┌─ SUPPLIED PASSAGE

Rocky Balboa

Tuesday, August 19, 2008

Who would have thought that the sixth Rocky film would have been a legitimately good movie? Not me. I mean, most of the subsequent sequels were fun, but they were definitely guilty pleasures. They were cartoon filmmaking. But here we have a lovely, sweet movie – a film that’s worthy of ending the series.

If anything, Rocky Balboa is almost a carbon copy of the first film. Rocky is living in a small apartment in Philadelphia, trying to eek a living, and he’s suddenly plucked from relative obscurity to fight an impossible fight. The only major differences are Rocky’s age and the fact that his beloved Adrian is dead.

And it’s the fact that Adrian is dead that gives the film its emotional power. Even though in later films she was reduced to either trying to prevent Rocky from fighting or telling him to ‘win’, it was always a relationship we believed in. We cared about these people in a silly, knuckleheaded way. So to have Adrian gone makes you feel like one of Rocky’s arms has been chopped off.

Our first glimpse of Rocky is of him waking up alone in his bed. Like the first film we see him feeding some pet turtles. He’s back to where he started – he’s alone and something of a bum.

However, he still has Uncle Paulie to hang out with. And together they go to the cemetery to visit Adrian’s grave. ‘Time goes by too fast,’ says Rocky. Although the film can’t be called gloomy, there is a pleasing melancholy to it. Rocky has finally come back down to earth.

One of the best scenes in the film is when Rocky visits the ice rink from the first film – the scene of Rocky and Adrian’s first ‘date’. The rink has been torn down but Rocky can still remember every moment. All the fights and all the championships can’t supplant the joy of falling in love – this is where his heart lies; it’s still with the woman he was supposed to spend the rest of his life with.

And you can feel a sense of anger within Rocky at life having cheated him. He was supposed to grow old with Adrian. They were supposed to see out their last days together. But instead Rocky is cast adrift. And you can see his rage when Paulie makes the mistake of saying that Adrian left him. She didn’t leave, says Rocky. She died. The word ‘leave’ suggests that she wanted to go. But we know she didn’t.

└─
┌─ RECORDS PROVIDED

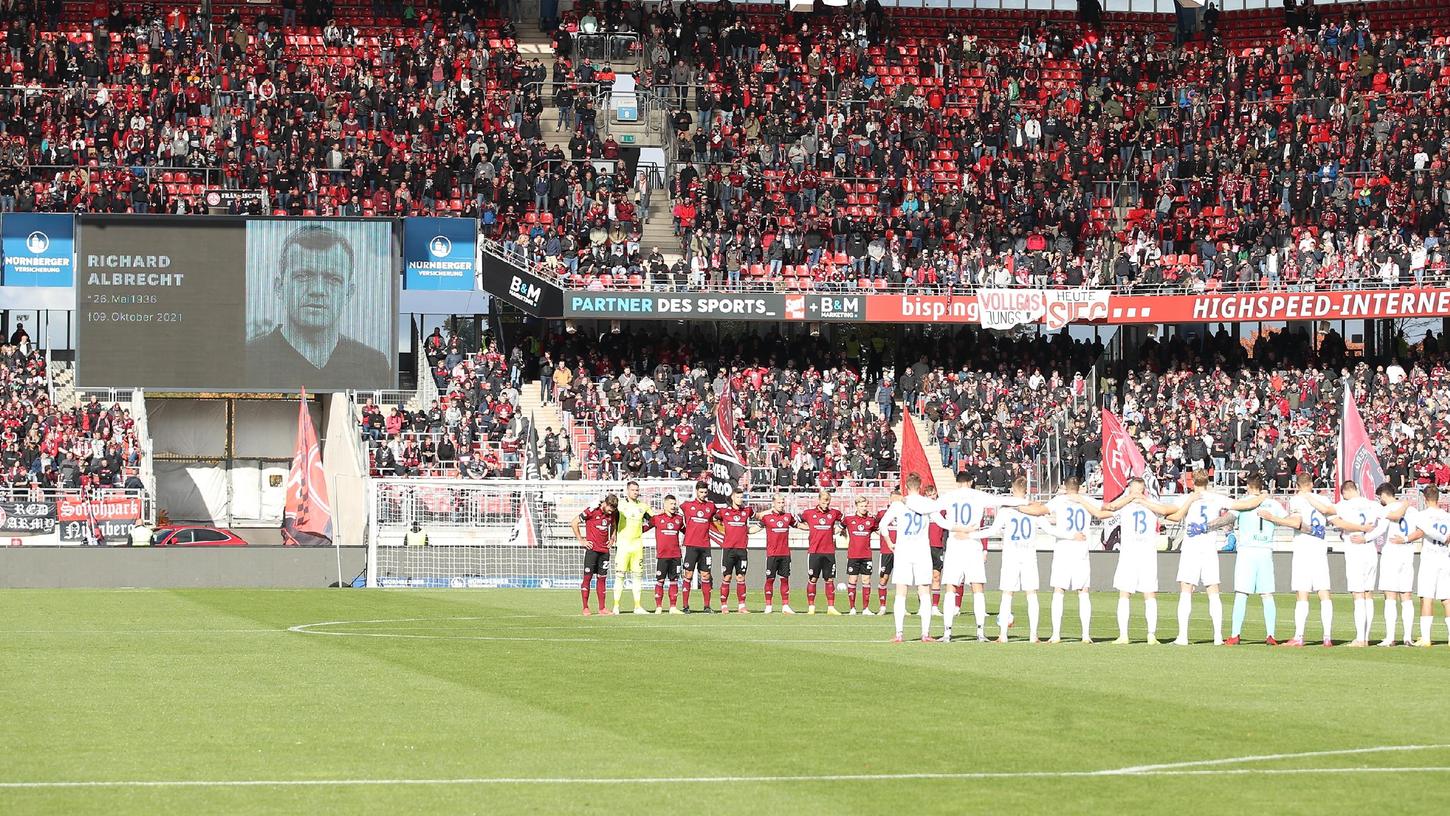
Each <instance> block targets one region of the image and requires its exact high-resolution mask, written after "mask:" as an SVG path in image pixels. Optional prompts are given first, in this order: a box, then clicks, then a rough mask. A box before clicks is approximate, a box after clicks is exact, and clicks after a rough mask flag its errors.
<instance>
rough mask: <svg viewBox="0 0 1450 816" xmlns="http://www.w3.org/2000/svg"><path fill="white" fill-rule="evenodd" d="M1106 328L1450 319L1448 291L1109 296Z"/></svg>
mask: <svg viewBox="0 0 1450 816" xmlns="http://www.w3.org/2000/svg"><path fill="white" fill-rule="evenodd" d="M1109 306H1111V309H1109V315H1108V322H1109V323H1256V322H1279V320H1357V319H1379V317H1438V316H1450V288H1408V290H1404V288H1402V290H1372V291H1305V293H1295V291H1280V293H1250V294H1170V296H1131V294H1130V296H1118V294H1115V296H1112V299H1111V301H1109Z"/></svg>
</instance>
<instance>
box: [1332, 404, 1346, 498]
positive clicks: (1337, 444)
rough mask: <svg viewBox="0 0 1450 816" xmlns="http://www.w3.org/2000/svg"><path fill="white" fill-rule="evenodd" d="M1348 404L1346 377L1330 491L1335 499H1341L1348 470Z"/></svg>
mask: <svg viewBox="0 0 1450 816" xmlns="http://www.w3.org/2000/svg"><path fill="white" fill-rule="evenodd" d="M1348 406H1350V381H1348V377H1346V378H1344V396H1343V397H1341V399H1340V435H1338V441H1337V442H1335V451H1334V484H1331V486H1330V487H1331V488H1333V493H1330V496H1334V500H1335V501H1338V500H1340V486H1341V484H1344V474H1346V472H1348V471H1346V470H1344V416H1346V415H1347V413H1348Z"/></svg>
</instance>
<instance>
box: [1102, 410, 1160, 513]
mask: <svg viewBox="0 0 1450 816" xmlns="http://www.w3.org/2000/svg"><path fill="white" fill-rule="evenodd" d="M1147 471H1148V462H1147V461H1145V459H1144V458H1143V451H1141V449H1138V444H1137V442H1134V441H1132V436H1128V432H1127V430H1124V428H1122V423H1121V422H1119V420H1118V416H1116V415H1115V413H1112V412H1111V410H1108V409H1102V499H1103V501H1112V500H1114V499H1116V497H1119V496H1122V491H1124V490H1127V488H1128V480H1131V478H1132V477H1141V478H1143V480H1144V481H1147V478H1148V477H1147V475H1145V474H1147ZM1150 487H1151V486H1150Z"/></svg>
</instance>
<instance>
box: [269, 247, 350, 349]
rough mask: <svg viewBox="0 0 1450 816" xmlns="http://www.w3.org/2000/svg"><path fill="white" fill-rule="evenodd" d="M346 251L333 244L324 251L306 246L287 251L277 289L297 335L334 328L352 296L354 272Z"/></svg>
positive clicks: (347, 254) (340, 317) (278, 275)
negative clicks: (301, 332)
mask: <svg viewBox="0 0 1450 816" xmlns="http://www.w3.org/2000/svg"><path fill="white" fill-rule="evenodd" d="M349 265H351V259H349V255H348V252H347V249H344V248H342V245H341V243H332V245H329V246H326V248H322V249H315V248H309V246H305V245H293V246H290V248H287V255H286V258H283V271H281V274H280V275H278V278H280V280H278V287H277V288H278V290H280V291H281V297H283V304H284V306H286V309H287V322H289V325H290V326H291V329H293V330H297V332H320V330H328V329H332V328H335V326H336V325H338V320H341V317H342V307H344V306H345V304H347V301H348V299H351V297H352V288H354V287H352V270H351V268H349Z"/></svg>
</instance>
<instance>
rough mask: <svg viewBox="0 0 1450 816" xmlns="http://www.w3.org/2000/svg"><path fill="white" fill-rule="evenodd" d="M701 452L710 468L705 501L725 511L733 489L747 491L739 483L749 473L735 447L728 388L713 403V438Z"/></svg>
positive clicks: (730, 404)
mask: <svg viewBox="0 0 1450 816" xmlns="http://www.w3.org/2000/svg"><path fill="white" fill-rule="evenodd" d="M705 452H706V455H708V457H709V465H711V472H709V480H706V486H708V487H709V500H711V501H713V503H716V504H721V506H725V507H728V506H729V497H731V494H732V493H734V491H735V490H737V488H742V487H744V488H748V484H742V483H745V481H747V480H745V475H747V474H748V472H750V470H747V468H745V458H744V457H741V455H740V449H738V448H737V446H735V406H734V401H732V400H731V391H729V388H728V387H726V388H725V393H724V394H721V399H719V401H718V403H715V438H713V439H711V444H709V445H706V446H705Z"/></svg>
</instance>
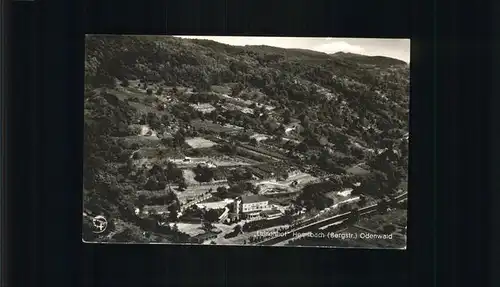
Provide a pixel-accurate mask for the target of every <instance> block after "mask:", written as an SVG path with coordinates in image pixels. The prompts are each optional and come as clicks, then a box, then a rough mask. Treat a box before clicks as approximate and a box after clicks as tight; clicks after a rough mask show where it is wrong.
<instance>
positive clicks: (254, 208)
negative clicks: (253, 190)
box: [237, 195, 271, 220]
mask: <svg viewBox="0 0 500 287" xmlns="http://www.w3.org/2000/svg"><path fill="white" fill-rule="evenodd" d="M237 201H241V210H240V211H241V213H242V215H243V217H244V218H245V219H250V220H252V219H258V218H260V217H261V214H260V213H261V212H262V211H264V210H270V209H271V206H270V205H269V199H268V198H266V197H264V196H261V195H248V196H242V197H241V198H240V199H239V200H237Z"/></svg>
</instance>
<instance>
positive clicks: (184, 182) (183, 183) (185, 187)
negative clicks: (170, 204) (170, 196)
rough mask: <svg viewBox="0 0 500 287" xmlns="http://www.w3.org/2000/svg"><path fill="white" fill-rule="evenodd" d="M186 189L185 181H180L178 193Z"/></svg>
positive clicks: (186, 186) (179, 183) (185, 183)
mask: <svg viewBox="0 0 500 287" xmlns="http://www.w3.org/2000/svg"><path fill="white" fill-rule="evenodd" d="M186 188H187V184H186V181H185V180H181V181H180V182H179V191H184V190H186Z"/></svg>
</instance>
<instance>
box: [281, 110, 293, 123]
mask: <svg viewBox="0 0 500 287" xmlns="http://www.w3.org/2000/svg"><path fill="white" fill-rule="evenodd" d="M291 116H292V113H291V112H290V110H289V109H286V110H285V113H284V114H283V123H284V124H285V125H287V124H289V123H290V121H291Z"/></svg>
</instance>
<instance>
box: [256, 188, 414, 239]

└─

» TASK 1: Name every character that the Rocky Balboa review mentions by name.
» TASK 2: Count the lines of the entries that contain the string "negative", treating case as significant. Give only the number.

» ANSWER 1: Rocky, Adrian, and Uncle Paulie

» ANSWER 2: 3